» Excerpted records:
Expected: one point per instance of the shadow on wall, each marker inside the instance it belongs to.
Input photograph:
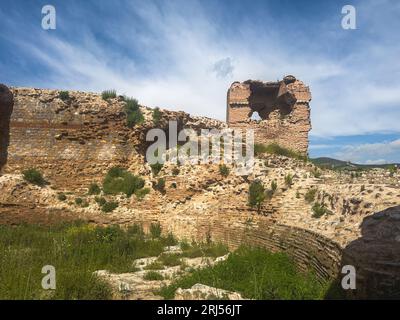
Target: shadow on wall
(376, 258)
(6, 108)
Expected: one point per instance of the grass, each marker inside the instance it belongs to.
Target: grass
(153, 275)
(76, 250)
(274, 148)
(256, 274)
(34, 176)
(109, 94)
(156, 265)
(119, 180)
(170, 259)
(203, 250)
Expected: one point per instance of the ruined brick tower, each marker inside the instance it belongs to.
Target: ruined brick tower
(282, 107)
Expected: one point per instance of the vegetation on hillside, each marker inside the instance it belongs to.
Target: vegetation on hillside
(109, 94)
(119, 180)
(276, 149)
(256, 274)
(76, 250)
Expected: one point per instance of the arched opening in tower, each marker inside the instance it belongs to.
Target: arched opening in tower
(255, 116)
(6, 107)
(266, 97)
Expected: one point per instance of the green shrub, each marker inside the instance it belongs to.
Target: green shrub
(274, 148)
(310, 195)
(34, 176)
(135, 229)
(119, 180)
(256, 195)
(223, 170)
(319, 209)
(85, 204)
(109, 206)
(274, 186)
(157, 115)
(133, 114)
(63, 95)
(100, 201)
(288, 180)
(141, 193)
(109, 94)
(169, 240)
(156, 168)
(153, 276)
(155, 230)
(160, 185)
(61, 196)
(94, 189)
(392, 170)
(170, 259)
(316, 173)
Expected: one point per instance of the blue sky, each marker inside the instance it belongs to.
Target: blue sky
(183, 55)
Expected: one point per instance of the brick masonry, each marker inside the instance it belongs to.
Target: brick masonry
(283, 107)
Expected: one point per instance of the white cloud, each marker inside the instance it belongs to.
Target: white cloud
(369, 153)
(176, 60)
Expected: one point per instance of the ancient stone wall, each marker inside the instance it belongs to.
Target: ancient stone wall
(76, 140)
(6, 107)
(283, 107)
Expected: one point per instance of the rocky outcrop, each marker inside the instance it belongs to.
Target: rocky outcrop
(6, 108)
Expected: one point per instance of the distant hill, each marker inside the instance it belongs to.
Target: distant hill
(331, 163)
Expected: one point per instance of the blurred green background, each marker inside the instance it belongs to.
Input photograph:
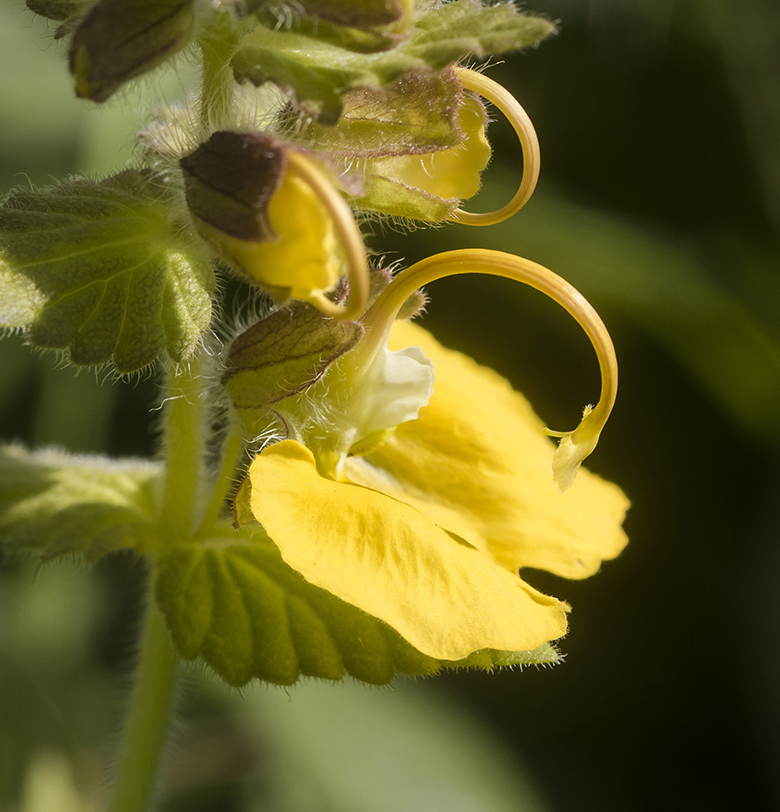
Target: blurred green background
(659, 122)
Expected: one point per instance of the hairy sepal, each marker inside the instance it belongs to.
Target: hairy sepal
(319, 73)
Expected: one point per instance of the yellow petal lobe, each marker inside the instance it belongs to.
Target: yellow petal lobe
(302, 259)
(477, 462)
(383, 556)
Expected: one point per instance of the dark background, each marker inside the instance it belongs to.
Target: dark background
(659, 122)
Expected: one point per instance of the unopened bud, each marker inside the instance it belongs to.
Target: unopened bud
(120, 39)
(263, 220)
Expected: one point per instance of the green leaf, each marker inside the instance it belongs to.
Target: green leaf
(101, 269)
(234, 602)
(282, 355)
(319, 73)
(53, 503)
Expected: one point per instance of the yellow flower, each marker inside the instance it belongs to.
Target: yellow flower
(419, 504)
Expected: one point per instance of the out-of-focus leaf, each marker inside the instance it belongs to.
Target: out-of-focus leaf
(53, 503)
(659, 284)
(100, 269)
(342, 747)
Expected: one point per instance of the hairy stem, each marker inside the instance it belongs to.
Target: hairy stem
(231, 452)
(217, 44)
(183, 441)
(147, 719)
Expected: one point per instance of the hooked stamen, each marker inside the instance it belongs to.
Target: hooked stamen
(518, 118)
(575, 445)
(349, 235)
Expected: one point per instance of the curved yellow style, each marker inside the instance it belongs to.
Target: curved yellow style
(574, 446)
(518, 118)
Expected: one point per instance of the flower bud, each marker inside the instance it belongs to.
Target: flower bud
(262, 219)
(120, 39)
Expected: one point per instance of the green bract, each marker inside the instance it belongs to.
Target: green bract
(282, 355)
(232, 601)
(414, 114)
(101, 269)
(53, 503)
(319, 73)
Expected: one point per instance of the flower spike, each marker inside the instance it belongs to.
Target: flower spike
(349, 235)
(509, 106)
(575, 445)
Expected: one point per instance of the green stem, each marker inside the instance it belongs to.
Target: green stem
(217, 46)
(183, 443)
(147, 720)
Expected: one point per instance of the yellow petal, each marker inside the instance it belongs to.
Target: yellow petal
(476, 462)
(443, 596)
(302, 260)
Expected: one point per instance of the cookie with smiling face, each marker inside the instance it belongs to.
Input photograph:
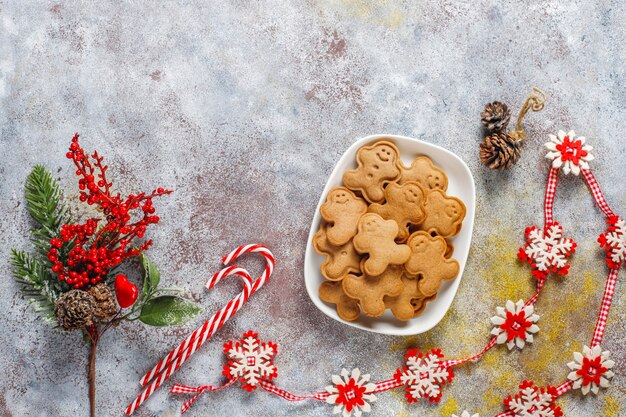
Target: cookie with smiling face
(423, 171)
(342, 211)
(444, 214)
(340, 260)
(378, 165)
(404, 204)
(428, 260)
(376, 237)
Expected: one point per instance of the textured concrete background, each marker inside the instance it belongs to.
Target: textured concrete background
(243, 108)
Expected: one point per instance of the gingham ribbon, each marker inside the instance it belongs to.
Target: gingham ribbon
(184, 389)
(599, 198)
(548, 204)
(605, 307)
(179, 355)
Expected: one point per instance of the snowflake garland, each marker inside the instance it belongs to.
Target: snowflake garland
(424, 375)
(569, 152)
(614, 242)
(591, 370)
(547, 251)
(515, 324)
(532, 401)
(465, 414)
(351, 392)
(250, 360)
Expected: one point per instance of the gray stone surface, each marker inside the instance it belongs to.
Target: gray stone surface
(243, 108)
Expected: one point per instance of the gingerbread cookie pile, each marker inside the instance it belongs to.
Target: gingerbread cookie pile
(384, 235)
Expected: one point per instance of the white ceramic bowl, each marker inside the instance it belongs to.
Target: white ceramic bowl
(460, 184)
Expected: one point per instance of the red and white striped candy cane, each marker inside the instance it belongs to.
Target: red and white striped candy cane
(173, 360)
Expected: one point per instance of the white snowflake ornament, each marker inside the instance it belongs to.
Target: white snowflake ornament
(569, 152)
(250, 360)
(465, 414)
(614, 242)
(591, 370)
(352, 392)
(532, 401)
(424, 375)
(515, 324)
(547, 251)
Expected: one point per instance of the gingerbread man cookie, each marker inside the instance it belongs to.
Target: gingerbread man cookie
(378, 164)
(425, 173)
(342, 211)
(376, 237)
(347, 308)
(403, 306)
(370, 291)
(444, 214)
(404, 204)
(340, 260)
(428, 260)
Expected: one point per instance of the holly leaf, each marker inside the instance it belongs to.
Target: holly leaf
(151, 275)
(168, 310)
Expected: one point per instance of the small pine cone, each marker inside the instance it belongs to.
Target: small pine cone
(75, 309)
(105, 301)
(499, 151)
(496, 116)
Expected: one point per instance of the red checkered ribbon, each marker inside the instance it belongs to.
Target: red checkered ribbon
(605, 307)
(179, 355)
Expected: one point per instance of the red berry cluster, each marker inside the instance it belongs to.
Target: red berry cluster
(84, 253)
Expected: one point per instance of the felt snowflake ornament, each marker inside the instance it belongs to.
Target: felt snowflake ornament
(569, 152)
(250, 360)
(547, 251)
(424, 375)
(614, 242)
(466, 414)
(352, 392)
(591, 370)
(532, 401)
(515, 324)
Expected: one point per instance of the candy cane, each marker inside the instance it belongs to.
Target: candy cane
(173, 360)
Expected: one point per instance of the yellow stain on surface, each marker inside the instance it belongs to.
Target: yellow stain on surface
(612, 407)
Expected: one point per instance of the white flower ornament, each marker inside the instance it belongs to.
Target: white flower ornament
(591, 370)
(515, 325)
(352, 392)
(569, 152)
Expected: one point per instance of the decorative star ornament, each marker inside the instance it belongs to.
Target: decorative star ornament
(569, 152)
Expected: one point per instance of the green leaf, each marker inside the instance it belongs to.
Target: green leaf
(151, 275)
(168, 310)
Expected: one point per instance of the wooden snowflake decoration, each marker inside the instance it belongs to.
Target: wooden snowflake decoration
(547, 251)
(532, 401)
(614, 242)
(424, 375)
(250, 360)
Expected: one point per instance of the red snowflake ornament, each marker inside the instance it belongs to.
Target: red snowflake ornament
(532, 401)
(547, 251)
(614, 242)
(424, 375)
(250, 360)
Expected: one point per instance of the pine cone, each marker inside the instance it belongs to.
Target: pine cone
(499, 151)
(75, 309)
(105, 301)
(496, 116)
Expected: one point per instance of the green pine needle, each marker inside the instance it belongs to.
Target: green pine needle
(37, 283)
(32, 272)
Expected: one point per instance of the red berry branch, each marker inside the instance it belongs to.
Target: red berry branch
(92, 249)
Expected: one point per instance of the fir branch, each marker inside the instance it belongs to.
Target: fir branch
(37, 284)
(43, 199)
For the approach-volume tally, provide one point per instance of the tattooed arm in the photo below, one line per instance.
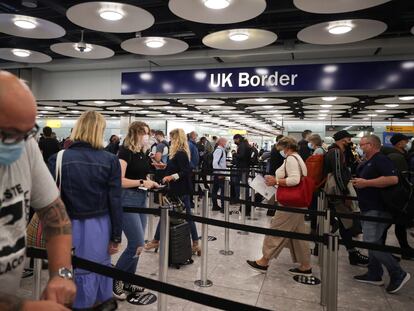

» Written instruction:
Reproduce verbatim every line from the one containing "Expected: one point per instance of the green pine" through the end of the items, both ends included, and leave the pictures out of your answer.

» Result of this exercise:
Expected: one point per instance of the green pine needle, each marker inside the instance it belongs to.
Target: green pine needle
(37, 283)
(32, 272)
Expected: one point per instance of the red berry branch, each marker inside the instance it belongs to.
Target: red berry branch
(92, 249)
Expected: one point per instance of the fir branch, each marker inside the instance it belongs to.
Target: fir branch
(37, 284)
(43, 199)
For the approach-volume tally, provide one point per instance of the tattooed arm in the photo below, one line per instance.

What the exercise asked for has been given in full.